Passage to read:
* begin *

# Xfinity On Demand app discontinued :(



## wesmjc (Jul 2, 2006)

I have to tell you that Xfinity (Comcast) is doing everything it can to get you to switch to their X1 service. When I moved to a new location, I needed new cable cards. The Xfinity tech who came to my home to install cable acted like he never even heard of cable cards. It took him several days to get the cable cards to work, and during that time kept telling me over and over again that I should get the X1 box and how much better it was. 

One thing he kept saying was you can get Xfinity On Demand on the X1. He didn't realized that I could also get in on TiVo using the Xfinity On Demand app.....until now. I recently got a pop up message stating the the Xfinity On Demand app will be discontinued starting 6/25/19. If this is another attempt to try and get me to switch to X1, it's not going to work. I will never get their X1 box. I've been using TiVo since it first came out (I know, that was a long, long time ago), and with the lifetime subscription, I will stay with TiVo as long as my box works.

I know, at least according to the message, that TiVo is working with Comcast to bring this feature back, so I appreciate that. But, I don't expect Comcast will let that happen.


----------



## JoeKustra (Dec 7, 2012)

See: Xfinity VOD app


----------



## krkaufman (Nov 25, 2003)

Ha!!! I thought maybe the Premiere forum, too, but lacked the imagination to consider the Stream forum.


----------

* end *

Goal:
In the forum thread above, what date did the pop-up message give for the start of the Xfinity On Demand app's discontinuation?

Records shown:
* begin *

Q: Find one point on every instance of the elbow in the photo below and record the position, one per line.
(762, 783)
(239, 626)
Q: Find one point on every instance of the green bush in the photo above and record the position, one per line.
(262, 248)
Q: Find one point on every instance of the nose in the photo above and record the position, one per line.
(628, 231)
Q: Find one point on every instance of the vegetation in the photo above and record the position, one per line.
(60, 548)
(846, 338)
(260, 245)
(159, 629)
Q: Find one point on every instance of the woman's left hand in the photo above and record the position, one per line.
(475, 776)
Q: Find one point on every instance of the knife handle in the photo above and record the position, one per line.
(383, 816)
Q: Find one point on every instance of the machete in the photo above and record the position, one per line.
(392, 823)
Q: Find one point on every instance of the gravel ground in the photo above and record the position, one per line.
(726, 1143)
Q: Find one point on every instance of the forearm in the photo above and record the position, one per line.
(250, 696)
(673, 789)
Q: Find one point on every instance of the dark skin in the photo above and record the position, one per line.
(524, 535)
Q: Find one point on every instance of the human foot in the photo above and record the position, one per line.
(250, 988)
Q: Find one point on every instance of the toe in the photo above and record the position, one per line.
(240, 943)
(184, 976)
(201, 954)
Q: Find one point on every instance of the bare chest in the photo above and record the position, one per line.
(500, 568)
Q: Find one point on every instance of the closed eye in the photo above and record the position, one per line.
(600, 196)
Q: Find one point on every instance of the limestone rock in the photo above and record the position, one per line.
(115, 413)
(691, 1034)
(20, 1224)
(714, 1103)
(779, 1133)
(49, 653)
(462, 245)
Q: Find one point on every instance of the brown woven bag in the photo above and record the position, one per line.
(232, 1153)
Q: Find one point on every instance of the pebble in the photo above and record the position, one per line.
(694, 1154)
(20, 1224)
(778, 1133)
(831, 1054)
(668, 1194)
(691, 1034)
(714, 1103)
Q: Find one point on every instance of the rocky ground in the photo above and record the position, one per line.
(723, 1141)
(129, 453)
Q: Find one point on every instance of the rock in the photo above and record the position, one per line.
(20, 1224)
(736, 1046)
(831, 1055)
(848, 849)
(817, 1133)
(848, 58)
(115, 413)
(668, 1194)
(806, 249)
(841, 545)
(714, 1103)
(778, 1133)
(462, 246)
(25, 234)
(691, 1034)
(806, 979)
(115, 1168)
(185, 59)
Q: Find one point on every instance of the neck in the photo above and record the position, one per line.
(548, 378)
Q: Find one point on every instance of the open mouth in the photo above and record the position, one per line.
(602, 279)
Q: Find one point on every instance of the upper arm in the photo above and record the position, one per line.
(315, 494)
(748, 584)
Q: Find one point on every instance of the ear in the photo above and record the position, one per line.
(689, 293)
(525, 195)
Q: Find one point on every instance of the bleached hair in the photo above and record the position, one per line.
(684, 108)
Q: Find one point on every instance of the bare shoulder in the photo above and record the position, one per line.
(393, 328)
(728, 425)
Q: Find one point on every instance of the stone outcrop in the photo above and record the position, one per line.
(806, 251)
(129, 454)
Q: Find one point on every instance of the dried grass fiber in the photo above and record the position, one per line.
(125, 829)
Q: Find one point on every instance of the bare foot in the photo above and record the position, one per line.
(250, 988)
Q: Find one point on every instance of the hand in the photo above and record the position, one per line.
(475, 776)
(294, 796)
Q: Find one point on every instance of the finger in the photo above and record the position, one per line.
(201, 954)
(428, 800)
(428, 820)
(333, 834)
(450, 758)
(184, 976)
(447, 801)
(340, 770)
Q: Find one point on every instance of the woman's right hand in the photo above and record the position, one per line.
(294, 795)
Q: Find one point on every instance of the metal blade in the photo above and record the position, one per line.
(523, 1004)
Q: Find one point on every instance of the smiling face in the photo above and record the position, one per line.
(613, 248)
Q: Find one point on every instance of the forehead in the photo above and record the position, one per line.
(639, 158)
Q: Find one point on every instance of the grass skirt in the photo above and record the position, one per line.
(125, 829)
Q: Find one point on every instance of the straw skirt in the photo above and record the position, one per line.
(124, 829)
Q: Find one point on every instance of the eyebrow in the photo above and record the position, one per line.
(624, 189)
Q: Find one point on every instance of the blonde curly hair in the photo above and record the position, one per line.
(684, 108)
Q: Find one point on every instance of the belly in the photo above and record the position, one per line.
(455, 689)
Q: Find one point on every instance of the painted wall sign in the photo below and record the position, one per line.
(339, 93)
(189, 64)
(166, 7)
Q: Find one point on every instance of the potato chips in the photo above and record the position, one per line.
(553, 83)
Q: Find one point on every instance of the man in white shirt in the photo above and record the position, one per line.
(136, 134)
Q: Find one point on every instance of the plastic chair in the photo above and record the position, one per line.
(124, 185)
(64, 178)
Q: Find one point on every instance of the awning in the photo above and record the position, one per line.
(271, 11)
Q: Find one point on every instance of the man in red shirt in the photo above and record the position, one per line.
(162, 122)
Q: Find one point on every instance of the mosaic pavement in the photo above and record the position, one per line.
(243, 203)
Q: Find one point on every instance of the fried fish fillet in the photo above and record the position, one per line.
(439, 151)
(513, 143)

* end *

The response:
6/25/19